No podrá decirse que Baudelaire se haya negado a ejercitar la versión sufrida del dandi (“¿Qué importa sufrir mucho, cuando se ha gozado mucho?”), ni el dolor de despreciar lo que amamos o el del animal adorador que se equivoca de ídolo. Según un prejuicio que compartimos, un dandi que se precie en el instante del orgasmo sería un eyaculador hierático. En cambio él hizo méritos suficientes para amasar la figura del maldito; en el plano sexual lo que llamamos Baudelaire transita por el sadomasoquismo, el fetichismo, las postergaciones y los parciales malogros, los frutos dehiscentes de la perversión y una amplia gama de parafilias con terato y necro a la cabeza.
_ _ _ _ _
**ENUNCIADO**
Del extracto sobre Baudelaire, copia la parte que abre con las palabras que contienen "No podrá decirse" y cierra con "a la cabeza.", y sustituye en ella "dandi" por "petimetre".
_ _ _ _ _
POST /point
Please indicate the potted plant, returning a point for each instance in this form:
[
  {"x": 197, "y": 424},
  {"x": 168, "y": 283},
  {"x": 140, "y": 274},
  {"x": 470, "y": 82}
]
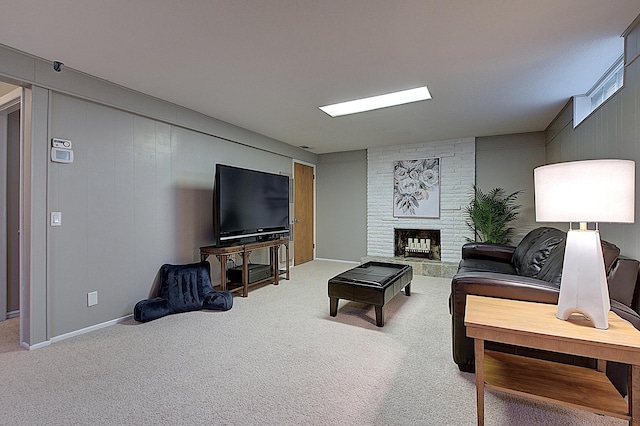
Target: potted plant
[{"x": 489, "y": 215}]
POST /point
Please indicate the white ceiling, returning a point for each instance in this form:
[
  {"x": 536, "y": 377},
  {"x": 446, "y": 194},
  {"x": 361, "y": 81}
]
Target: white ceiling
[{"x": 492, "y": 66}]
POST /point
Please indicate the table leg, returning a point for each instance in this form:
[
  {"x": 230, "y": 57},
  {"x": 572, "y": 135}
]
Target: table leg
[
  {"x": 276, "y": 267},
  {"x": 479, "y": 354},
  {"x": 223, "y": 271},
  {"x": 379, "y": 316},
  {"x": 245, "y": 273},
  {"x": 287, "y": 254},
  {"x": 333, "y": 306},
  {"x": 634, "y": 395}
]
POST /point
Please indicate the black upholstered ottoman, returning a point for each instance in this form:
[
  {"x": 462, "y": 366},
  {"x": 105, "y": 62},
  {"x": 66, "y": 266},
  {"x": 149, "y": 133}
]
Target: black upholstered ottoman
[{"x": 374, "y": 283}]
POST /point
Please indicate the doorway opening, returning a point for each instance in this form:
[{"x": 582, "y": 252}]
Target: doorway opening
[{"x": 11, "y": 119}]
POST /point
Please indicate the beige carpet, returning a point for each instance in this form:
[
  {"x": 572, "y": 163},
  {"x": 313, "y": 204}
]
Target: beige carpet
[{"x": 276, "y": 358}]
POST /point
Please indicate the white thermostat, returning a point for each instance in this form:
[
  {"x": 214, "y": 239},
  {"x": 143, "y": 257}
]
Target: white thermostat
[
  {"x": 61, "y": 151},
  {"x": 60, "y": 143}
]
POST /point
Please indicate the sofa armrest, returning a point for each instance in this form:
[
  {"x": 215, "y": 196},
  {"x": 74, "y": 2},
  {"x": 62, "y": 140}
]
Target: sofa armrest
[
  {"x": 492, "y": 285},
  {"x": 622, "y": 280},
  {"x": 497, "y": 252}
]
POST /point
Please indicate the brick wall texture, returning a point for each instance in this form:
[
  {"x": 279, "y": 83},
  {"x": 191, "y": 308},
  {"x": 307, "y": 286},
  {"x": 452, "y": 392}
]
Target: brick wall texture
[{"x": 457, "y": 175}]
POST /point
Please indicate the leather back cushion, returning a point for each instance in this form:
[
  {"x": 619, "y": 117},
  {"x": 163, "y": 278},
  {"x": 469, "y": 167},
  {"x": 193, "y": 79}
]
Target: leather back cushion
[
  {"x": 185, "y": 286},
  {"x": 534, "y": 250}
]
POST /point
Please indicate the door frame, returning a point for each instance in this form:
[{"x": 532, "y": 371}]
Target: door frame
[
  {"x": 293, "y": 168},
  {"x": 9, "y": 103}
]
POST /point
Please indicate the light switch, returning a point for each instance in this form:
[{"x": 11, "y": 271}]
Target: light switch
[
  {"x": 56, "y": 218},
  {"x": 92, "y": 298}
]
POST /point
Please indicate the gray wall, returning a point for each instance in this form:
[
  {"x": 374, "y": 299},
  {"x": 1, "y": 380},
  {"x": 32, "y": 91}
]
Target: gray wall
_ _ _ _ _
**RESPUESTA**
No podrá decirse que Baudelaire se haya negado a ejercitar la versión sufrida del petimetre (“¿Qué importa sufrir mucho, cuando se ha gozado mucho?”), ni el dolor de despreciar lo que amamos o el del animal adorador que se equivoca de ídolo. Según un prejuicio que compartimos, un petimetre que se precie en el instante del orgasmo sería un eyaculador hierático. En cambio él hizo méritos suficientes para amasar la figura del maldito; en el plano sexual lo que llamamos Baudelaire transita por el sadomasoquismo, el fetichismo, las postergaciones y los parciales malogros, los frutos dehiscentes de la perversión y una amplia gama de parafilias con terato y necro a la cabeza.